WHAT IS BEING ASKED
Reproduce the lines below from the one holding "segment round straw bale, each instance" through the one holding "[[[401,8],[377,2],[323,49],[278,172],[323,267],[402,266]]]", inclusive, with the requests included. Multiply every coordinate in the answers by 0.45 and round to whole numbers, with halves rounding up.

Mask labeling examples
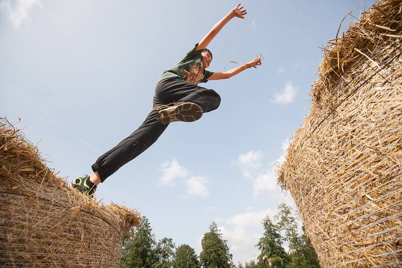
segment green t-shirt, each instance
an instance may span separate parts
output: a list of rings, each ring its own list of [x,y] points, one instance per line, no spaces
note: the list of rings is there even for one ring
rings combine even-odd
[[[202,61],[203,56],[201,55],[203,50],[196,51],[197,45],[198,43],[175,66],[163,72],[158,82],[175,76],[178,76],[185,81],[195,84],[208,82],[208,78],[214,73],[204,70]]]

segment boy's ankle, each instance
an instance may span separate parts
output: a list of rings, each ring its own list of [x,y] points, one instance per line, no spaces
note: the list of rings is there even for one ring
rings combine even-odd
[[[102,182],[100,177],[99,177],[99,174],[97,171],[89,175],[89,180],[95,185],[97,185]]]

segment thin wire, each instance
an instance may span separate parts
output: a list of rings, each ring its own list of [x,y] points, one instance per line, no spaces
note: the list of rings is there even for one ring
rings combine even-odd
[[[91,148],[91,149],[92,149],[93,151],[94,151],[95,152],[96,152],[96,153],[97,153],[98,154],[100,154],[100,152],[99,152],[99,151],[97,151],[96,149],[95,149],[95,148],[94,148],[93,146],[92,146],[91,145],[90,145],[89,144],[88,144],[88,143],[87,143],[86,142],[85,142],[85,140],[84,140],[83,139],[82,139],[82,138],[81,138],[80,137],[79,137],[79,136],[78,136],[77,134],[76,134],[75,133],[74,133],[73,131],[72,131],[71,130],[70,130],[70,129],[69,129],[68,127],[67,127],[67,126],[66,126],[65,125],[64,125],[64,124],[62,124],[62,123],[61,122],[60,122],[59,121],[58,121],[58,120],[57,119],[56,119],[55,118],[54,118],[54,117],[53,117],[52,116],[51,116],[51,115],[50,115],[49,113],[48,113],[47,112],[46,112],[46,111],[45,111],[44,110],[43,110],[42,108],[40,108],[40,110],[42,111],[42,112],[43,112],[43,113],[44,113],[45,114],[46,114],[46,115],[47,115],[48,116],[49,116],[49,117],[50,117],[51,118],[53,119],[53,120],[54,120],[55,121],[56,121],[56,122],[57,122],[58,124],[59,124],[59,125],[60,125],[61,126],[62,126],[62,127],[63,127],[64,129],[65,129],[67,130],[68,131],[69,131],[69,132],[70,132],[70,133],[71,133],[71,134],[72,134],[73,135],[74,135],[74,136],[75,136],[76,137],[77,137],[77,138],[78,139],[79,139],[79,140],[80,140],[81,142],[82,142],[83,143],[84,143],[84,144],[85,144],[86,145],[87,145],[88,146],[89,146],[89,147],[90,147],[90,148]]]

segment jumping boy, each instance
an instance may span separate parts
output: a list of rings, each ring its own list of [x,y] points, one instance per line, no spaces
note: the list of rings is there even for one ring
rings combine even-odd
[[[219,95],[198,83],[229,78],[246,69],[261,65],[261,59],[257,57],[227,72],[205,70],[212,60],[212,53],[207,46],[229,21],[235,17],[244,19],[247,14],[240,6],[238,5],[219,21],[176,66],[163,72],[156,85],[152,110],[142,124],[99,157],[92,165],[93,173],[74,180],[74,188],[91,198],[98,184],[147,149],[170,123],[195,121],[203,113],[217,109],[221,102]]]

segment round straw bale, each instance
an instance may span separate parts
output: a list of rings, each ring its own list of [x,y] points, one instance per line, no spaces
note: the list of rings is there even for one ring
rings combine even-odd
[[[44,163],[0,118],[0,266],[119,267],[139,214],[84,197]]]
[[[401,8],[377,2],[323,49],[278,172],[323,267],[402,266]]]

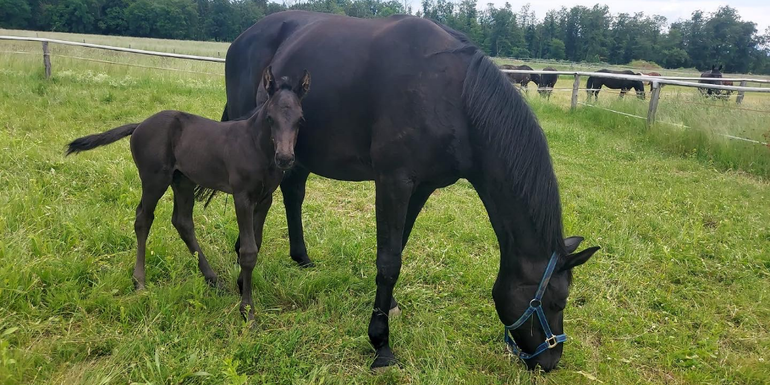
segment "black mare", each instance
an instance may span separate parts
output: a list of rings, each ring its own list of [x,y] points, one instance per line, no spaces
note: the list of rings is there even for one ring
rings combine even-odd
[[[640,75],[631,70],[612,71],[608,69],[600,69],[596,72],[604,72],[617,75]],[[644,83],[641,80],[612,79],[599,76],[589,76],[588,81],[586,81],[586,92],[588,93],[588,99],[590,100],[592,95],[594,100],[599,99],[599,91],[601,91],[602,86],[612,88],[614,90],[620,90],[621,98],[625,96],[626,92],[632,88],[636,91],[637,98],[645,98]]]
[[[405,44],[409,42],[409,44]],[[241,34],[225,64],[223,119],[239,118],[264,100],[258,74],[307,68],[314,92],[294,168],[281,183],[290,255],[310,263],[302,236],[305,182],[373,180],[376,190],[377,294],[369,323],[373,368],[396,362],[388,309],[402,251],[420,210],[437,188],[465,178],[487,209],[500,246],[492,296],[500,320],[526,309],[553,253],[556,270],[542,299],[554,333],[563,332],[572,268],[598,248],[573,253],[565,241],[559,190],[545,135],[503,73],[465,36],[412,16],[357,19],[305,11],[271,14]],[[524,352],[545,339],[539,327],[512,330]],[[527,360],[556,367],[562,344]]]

SOLVED PROBLEM
segment round straw bale, each instance
an instance may span separate parts
output: a list of rings, each ring its own list of [x,y] points, one instance per line, no spaces
note: the list of rings is there even for one ring
rings combine even-odd
[[[20,73],[0,53],[0,120],[54,120],[63,96],[38,89]]]
[[[180,4],[170,1],[145,22],[125,77],[145,120],[181,120]]]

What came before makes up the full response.